(Directions)
Write out the listing in full, matching it word for word.

(Data to process)

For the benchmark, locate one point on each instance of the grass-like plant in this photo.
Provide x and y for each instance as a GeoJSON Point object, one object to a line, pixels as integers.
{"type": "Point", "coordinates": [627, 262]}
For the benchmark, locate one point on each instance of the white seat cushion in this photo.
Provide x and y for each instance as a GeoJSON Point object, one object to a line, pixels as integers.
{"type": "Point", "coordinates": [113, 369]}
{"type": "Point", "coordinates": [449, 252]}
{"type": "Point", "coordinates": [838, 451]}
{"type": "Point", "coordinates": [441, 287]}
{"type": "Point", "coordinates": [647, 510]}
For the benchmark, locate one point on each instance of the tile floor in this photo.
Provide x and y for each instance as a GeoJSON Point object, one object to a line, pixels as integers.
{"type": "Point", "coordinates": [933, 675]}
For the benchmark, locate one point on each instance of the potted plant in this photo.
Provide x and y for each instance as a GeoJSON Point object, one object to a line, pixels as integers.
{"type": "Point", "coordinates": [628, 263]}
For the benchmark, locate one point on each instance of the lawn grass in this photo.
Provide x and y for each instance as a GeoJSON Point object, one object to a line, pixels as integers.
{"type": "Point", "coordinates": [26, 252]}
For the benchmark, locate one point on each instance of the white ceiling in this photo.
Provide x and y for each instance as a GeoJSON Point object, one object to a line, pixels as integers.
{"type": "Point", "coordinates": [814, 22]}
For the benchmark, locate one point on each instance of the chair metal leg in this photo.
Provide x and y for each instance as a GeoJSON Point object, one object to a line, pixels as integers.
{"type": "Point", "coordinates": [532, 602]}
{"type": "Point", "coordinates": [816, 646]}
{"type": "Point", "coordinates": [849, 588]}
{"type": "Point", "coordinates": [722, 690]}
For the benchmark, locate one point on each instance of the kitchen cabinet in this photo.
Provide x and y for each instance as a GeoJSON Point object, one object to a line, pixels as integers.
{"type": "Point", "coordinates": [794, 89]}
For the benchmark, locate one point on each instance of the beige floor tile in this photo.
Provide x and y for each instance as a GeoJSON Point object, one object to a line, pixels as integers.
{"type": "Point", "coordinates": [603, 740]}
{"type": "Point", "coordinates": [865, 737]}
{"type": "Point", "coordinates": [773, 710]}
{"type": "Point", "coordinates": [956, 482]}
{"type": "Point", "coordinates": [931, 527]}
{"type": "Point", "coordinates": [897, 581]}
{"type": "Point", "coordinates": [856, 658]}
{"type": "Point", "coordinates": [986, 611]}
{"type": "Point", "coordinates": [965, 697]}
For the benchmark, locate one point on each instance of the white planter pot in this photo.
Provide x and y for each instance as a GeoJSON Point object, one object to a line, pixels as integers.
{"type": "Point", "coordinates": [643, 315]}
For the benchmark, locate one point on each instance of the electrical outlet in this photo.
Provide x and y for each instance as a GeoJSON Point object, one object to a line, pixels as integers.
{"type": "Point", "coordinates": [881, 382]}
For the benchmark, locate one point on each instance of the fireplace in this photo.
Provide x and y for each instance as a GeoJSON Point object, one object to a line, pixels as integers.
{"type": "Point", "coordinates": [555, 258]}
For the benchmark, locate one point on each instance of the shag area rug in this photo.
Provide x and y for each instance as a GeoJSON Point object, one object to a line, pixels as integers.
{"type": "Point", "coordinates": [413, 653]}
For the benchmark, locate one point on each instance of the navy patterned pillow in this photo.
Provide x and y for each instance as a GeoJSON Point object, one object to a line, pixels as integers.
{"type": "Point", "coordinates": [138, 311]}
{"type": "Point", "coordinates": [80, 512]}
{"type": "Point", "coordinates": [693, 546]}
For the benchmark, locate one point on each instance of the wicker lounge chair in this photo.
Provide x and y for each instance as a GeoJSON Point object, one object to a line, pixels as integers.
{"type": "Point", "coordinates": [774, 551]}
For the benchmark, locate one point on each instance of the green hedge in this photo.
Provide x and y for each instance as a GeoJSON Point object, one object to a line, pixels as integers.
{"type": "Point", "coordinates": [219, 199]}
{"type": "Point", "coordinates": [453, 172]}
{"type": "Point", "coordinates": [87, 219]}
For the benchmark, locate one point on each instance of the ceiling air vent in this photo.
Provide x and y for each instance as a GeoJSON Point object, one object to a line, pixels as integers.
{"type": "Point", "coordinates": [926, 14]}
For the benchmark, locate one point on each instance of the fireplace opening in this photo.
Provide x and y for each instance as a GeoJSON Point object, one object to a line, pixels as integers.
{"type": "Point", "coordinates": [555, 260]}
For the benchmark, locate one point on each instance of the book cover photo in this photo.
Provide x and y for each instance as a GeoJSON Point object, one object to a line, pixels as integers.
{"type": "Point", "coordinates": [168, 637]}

(Worked answer)
For the benchmark, locate one point on each instance of the grass-like plant in this photo.
Provide x and y for each instance as a GeoJSON Point object, one object to a line, pixels as integers.
{"type": "Point", "coordinates": [627, 262]}
For the benchmark, locate one point on each instance of the white seat cushion in this photo.
Provide x and y for each instance as a GeoJSON Point object, one object to a line, pixels as integers.
{"type": "Point", "coordinates": [113, 369]}
{"type": "Point", "coordinates": [449, 252]}
{"type": "Point", "coordinates": [838, 451]}
{"type": "Point", "coordinates": [441, 287]}
{"type": "Point", "coordinates": [647, 510]}
For the benchmark, locate one point on each instance of the tile floor in this photo.
Provide x and y for each instance as a GeoJSON Point object, one object to a line, pixels as integers.
{"type": "Point", "coordinates": [933, 675]}
For the benchmark, locate one point on each instance of the potted plant in this photo.
Provide x and y for each instance as a GeoJSON Point object, one object to a line, pixels as integers.
{"type": "Point", "coordinates": [628, 263]}
For the benchmark, locate one point on each instance of the lawn grass in this photo.
Provide x and y for each instance as a GeoJSON Point object, one object to a line, pixels as integers.
{"type": "Point", "coordinates": [26, 252]}
For the benchmark, locate one point on each instance of the white ceiling in this photo.
Provide x and y for each instance as a GeoJSON Point object, one object to a line, pixels as integers.
{"type": "Point", "coordinates": [814, 22]}
For the benchmark, locate one point on each instance of the chair metal leg in this photo.
Provide x and y for each instance as a GeoJSON Point object, one object to a line, pixels as integers.
{"type": "Point", "coordinates": [532, 602]}
{"type": "Point", "coordinates": [816, 646]}
{"type": "Point", "coordinates": [849, 588]}
{"type": "Point", "coordinates": [722, 690]}
For the benchmark, locate one point on each instance of the kitchen cabinet in this photo.
Provide x and y for each instance as a GeoJSON Point object, one object to a line, pixels as integers.
{"type": "Point", "coordinates": [794, 89]}
For the benchmark, locate one point on each instance of the beige floor tile in this photo.
Provide x and y for each instance as a GeoJSON Point object, one object to a line, pixels as integers.
{"type": "Point", "coordinates": [603, 740]}
{"type": "Point", "coordinates": [865, 737]}
{"type": "Point", "coordinates": [773, 710]}
{"type": "Point", "coordinates": [956, 482]}
{"type": "Point", "coordinates": [931, 527]}
{"type": "Point", "coordinates": [897, 581]}
{"type": "Point", "coordinates": [856, 658]}
{"type": "Point", "coordinates": [986, 611]}
{"type": "Point", "coordinates": [965, 697]}
For the benchmark, locate one point on each instance of the white planter pot in this photo.
Provide x and y for each instance as a GeoJSON Point object, one object to a line, pixels as integers.
{"type": "Point", "coordinates": [643, 315]}
For the benchmark, locate one point on each instance of the electrical outlet in this photo.
Provide x and y for each instance as a GeoJSON Point object, one object to a line, pixels as integers.
{"type": "Point", "coordinates": [881, 382]}
For the benchmark, locate one point on each instance of the fireplace in this photo.
Provide x and y for each instance as a GeoJSON Point object, one object to a line, pixels as integers.
{"type": "Point", "coordinates": [555, 258]}
For the benchmark, locate one point on each instance of the shag area rug in this photo.
Provide x and y for each instance as a GeoJSON Point object, one object to a line, pixels as integers.
{"type": "Point", "coordinates": [413, 653]}
For the benchmark, locate one point on each instance of the navy patterned pillow in this photo.
Provide x and y for each instance as a GeoJSON Point object, one object to a line, pixels as integers.
{"type": "Point", "coordinates": [138, 311]}
{"type": "Point", "coordinates": [80, 512]}
{"type": "Point", "coordinates": [693, 546]}
For the benchmark, locate one point on each instance of the wicker lounge chair in this photo.
Provide x and y for each instance as a GeoJSON Point object, one object to a line, pixels as integers.
{"type": "Point", "coordinates": [774, 551]}
For the benchmark, locate one point on each instance of the green hedge in this photo.
Provide x and y for each instance as a GeoJSON Point object, one object to a line, pixels as integers.
{"type": "Point", "coordinates": [219, 199]}
{"type": "Point", "coordinates": [453, 172]}
{"type": "Point", "coordinates": [87, 219]}
For the benchmark, locate one point on each instance of the ceiling air vent in this photo.
Provide x and y for each instance as a GeoJSON Point object, one object to a line, pixels as integers.
{"type": "Point", "coordinates": [926, 14]}
For the benchmark, locate one point on each instance of the fireplace opening in this photo.
Provide x and y for each instance as a GeoJSON Point object, one object to a line, pixels as integers.
{"type": "Point", "coordinates": [555, 260]}
For the benchmark, locate one point on each instance of the book cover photo in this photo.
Provide x and y for each instance as a GeoJSON Point object, one object to a line, pixels as integers.
{"type": "Point", "coordinates": [168, 637]}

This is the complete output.